WRITTEN TASK: Convert this listing into a two-column CSV with the columns "request" and "answer", giving one row per request: put the request's text in the first field and its answer in the second, quote each field, and turn line breaks into spaces. Cover the whole listing and leave the pictures out.
_ _ _ _ _ _ _
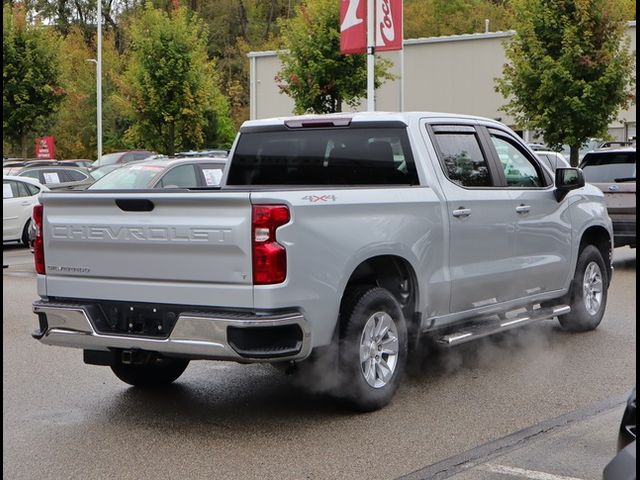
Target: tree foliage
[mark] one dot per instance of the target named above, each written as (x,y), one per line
(570,69)
(172,85)
(314,72)
(31,89)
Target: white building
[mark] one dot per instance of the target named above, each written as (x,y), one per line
(447,74)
_ _ _ _ _ _ _
RESULT OF THE TASK:
request,answer
"Target: tree foliage [mark] one dot per instance of the target named above, each written as (x,y), one per line","(570,69) (172,85) (314,72) (31,89)"
"Target: white building [mark] one dot per instance of the target named above, each written as (x,y), one per line","(447,74)"